--- What the exercise asks ---
All of the data must be written out verbatim, with pictures excluded.
::::
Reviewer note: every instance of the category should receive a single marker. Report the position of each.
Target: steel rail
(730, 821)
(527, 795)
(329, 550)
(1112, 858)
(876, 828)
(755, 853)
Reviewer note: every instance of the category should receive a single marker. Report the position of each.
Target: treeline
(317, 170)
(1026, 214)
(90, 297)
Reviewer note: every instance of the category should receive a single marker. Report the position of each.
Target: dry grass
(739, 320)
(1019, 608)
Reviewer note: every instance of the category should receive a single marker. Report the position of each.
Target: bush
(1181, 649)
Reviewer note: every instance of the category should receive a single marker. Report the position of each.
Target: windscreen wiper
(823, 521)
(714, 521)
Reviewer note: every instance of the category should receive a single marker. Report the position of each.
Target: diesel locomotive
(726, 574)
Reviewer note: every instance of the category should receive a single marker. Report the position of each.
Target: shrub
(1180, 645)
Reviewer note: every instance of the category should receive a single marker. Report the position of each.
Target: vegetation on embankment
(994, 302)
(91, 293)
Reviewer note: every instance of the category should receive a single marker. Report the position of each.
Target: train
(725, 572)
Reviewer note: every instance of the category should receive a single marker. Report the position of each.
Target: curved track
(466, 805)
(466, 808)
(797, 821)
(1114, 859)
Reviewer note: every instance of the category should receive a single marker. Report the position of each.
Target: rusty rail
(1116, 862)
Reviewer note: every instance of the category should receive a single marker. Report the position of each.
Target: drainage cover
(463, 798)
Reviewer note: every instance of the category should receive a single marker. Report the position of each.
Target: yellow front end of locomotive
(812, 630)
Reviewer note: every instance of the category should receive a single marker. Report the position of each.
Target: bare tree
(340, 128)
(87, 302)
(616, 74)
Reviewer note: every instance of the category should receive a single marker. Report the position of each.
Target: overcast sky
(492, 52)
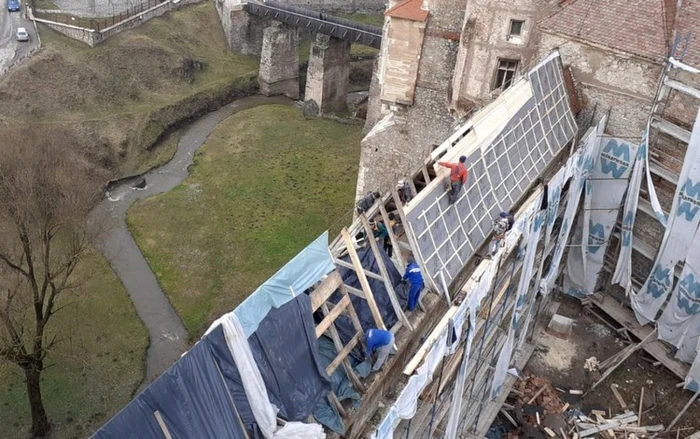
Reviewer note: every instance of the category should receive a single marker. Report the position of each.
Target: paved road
(10, 48)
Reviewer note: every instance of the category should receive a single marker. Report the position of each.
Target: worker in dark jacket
(415, 279)
(379, 340)
(367, 201)
(404, 191)
(458, 177)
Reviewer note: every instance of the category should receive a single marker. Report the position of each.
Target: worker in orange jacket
(458, 177)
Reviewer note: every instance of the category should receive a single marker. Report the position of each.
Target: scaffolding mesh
(499, 173)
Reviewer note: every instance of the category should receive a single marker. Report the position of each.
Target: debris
(560, 326)
(591, 364)
(621, 401)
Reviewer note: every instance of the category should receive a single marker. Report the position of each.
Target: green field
(264, 185)
(94, 370)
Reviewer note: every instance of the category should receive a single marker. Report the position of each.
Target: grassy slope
(265, 184)
(98, 364)
(106, 93)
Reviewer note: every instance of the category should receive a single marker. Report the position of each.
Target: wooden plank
(385, 274)
(369, 297)
(356, 383)
(655, 348)
(161, 424)
(354, 291)
(321, 293)
(343, 354)
(351, 310)
(352, 267)
(330, 318)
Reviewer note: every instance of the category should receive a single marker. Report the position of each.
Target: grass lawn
(106, 94)
(96, 367)
(264, 185)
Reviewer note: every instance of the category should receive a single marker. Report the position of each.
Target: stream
(167, 335)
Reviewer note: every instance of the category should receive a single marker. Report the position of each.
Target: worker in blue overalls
(415, 279)
(382, 341)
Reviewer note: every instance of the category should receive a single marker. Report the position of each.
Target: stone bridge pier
(279, 61)
(328, 74)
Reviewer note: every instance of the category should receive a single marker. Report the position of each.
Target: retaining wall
(92, 37)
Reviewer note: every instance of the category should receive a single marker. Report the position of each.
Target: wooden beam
(385, 274)
(354, 291)
(392, 237)
(356, 383)
(322, 292)
(343, 354)
(330, 318)
(363, 280)
(161, 424)
(352, 267)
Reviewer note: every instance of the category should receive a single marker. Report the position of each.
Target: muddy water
(168, 337)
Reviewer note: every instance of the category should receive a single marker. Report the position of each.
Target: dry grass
(108, 93)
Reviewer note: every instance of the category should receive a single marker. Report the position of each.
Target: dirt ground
::::
--- Exercise answer ---
Reviewer note: every instance of the category should receive a single marker. Report the position of each.
Target: steel rail
(730, 821)
(527, 795)
(329, 550)
(1112, 858)
(876, 828)
(755, 853)
Reviewer note: every instance of the category should receive a single marker. Report the position of each.
Target: treeline
(317, 170)
(1026, 214)
(90, 297)
Reviewer note: every instance of the category should receive a single marker. Report the position of each.
Target: dry grass
(739, 320)
(1019, 608)
Reviewer note: every instance of the category should receive a single marker. Report the position of each.
Target: bush
(1181, 649)
Reviewer note: every instance of the category should receive a single marker. Report the position of each.
Target: windscreen wiper
(823, 521)
(714, 521)
Reviewer note: every instance of the category should receive a single marker. Report the position of each.
Target: diesel locomotive
(726, 574)
Reviewer note: every instance of the category should receive a single marker. Report the position of each.
Target: shrub
(1180, 645)
Reviewer note: every instance of the category should receive a single marker. Report the position of each.
Target: vegetation on embankment
(994, 302)
(91, 293)
Reviewer note: every instance of the category should receive a single marker. Report the position of each.
Target: train
(725, 572)
Reviewer note: every instance of the category should receive a single marker. Report the position of each.
Target: curved track
(466, 805)
(466, 808)
(797, 821)
(1114, 859)
Reviewer note: every instance of the category should receive a single marker. Report the position of each.
Target: rusty rail
(1116, 862)
Reviewer note: every instance of the category should receive a single marker. Report the position of each.
Target: drainage cover
(463, 798)
Reviewer note: every instance of the category should receive a single marker. Report the position of each.
Target: yellow front end of locomotive
(812, 630)
Reviewer note: every instance of the category should receive a single marker. Report the position of each.
Target: bare tree
(340, 128)
(87, 302)
(616, 74)
Reviewer note: every instance of the category should receive a single marker. Report the position of each.
Target: overcast sky
(492, 52)
Reviewer note: every instance of the category should receive a single marker. Report the position of each.
Target: paved road
(10, 48)
Reviewer note: every instance of the category should receive a single marker. Report the position of each.
Target: worker in dark jacket
(415, 279)
(379, 340)
(367, 201)
(404, 191)
(458, 177)
Reviewer note: every instance of the category should receive a single marker. Report the position of each.
Target: worker in orange jacket
(458, 177)
Reviewer note: every instance of the category should receive a single marker. Report the position of each.
Target: scaffolding mesh
(499, 173)
Reviewer note: every instance of the category should receive a single marker. Report the position of each.
Target: debris
(560, 326)
(591, 364)
(621, 401)
Reviewer note: every instance of the category should receive a single marker. Report the position of each.
Target: green field
(264, 185)
(94, 370)
Reviewer note: every instance of the category should receive a single marker. Report the position of each.
Target: grassy slope
(265, 184)
(98, 364)
(106, 93)
Reviewer note: every instance of the category should receive a single marker. Report the position of each.
Target: wooden plank
(385, 274)
(369, 297)
(356, 383)
(655, 348)
(161, 424)
(354, 291)
(321, 293)
(343, 354)
(351, 310)
(352, 267)
(330, 318)
Reviewer note: every instance of the category should receive a single marker. Report the position of each.
Target: grass lawn
(106, 94)
(96, 367)
(264, 185)
Reviewer note: every instance of the category should receive a single marker. Report the position of each.
Target: stream
(167, 335)
Reviewer note: every instance of the category should receive a single marker. Report the position of each.
Target: worker in blue overalls
(415, 279)
(382, 341)
Reviewer note: every instance of the category should receive a single marker. Report the position of each.
Target: stone bridge pier
(279, 61)
(328, 74)
Reviewer note: every instance of the category should receive a single marker. Report the position of each.
Target: retaining wall
(92, 37)
Reviewer note: every instance of the category should receive a single marker. Report the position of each.
Target: wooden beam
(385, 274)
(354, 291)
(392, 237)
(356, 383)
(322, 292)
(343, 354)
(330, 318)
(363, 280)
(161, 424)
(352, 267)
Reviewer note: every instance of the category should receive a single marker. Report the position of each.
Target: muddy water
(168, 337)
Reviewer note: every instance of the category should receive a single marker. Report the position of each.
Target: dry grass
(108, 93)
Reviewer note: every instance of the category should receive a single marker. Report the position of each.
Target: dirt ground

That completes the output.